WORK INSTRUCTIONS: Can you write out the listing word for word, beginning with its very first line and stopping after the line that contains "[[[0,144],[39,138],[48,94],[42,88],[0,88]]]"?

— START OF RECORDS FOR THE EXERCISE —

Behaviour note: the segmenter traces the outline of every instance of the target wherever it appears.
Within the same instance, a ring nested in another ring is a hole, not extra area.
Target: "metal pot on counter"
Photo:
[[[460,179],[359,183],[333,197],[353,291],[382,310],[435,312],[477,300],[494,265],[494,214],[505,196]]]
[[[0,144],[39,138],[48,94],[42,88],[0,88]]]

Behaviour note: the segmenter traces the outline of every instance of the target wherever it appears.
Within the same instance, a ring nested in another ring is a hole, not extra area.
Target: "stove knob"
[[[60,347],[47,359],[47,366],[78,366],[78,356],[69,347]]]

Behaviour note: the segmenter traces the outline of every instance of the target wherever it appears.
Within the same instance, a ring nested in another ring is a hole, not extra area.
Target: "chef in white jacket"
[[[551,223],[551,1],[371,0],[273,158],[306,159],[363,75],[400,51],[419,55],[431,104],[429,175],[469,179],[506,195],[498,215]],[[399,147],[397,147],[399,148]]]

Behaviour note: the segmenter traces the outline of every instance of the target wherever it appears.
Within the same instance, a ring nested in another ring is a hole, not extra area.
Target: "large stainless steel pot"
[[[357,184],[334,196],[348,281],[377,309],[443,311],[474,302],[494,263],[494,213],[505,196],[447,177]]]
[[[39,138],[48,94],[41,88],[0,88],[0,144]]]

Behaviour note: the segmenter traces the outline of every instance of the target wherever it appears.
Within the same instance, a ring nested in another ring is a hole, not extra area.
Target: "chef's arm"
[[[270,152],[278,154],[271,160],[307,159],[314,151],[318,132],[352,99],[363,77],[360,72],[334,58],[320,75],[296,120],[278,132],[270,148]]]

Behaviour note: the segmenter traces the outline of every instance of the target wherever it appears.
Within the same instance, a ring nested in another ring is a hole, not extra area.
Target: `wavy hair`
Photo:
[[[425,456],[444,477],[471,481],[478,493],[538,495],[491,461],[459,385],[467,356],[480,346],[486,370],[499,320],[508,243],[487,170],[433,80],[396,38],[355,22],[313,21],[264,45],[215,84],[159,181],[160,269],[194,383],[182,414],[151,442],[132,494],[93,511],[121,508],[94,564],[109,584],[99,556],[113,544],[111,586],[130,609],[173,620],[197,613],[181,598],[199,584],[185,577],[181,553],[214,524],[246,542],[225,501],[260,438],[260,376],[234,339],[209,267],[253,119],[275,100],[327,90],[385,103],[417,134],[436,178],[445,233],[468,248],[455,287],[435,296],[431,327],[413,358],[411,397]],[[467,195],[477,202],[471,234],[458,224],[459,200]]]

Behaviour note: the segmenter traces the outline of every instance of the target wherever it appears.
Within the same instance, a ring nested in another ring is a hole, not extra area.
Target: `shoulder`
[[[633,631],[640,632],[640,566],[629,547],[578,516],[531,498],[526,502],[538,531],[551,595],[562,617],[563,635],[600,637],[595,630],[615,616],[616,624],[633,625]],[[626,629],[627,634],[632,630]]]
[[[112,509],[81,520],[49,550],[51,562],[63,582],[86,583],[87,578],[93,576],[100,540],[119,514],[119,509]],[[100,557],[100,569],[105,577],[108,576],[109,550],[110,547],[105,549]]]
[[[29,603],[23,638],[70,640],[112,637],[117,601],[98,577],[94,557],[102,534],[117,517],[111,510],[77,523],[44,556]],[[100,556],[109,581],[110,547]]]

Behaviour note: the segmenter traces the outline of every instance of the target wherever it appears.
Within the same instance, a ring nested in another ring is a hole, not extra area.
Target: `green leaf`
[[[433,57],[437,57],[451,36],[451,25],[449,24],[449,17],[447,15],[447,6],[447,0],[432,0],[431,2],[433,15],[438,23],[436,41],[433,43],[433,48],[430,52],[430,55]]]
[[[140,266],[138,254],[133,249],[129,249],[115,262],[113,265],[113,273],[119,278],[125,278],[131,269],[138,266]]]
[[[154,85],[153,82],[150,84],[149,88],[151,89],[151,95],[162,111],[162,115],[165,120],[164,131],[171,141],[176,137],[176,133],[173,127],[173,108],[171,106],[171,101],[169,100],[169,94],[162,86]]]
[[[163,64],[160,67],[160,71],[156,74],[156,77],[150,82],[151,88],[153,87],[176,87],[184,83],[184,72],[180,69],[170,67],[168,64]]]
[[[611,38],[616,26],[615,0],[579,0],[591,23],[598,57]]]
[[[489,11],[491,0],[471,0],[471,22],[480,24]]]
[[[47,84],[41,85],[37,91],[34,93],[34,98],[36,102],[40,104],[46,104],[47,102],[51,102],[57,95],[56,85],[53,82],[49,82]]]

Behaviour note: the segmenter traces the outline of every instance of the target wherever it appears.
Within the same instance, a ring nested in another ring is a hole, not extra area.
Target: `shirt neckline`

— END OF RECORDS FOR THE EXERCISE —

REPLY TO THE EXERCISE:
Behaviour note: the segmenter traces the outline of every instance of the target wherever it appears.
Within the same instance, a ring nested in another ring is a hole, not extra area.
Target: "metal pot on counter"
Photo:
[[[460,179],[359,183],[333,197],[353,291],[382,310],[435,312],[477,300],[494,265],[494,214],[505,196]]]
[[[0,144],[39,138],[48,94],[42,88],[0,88]]]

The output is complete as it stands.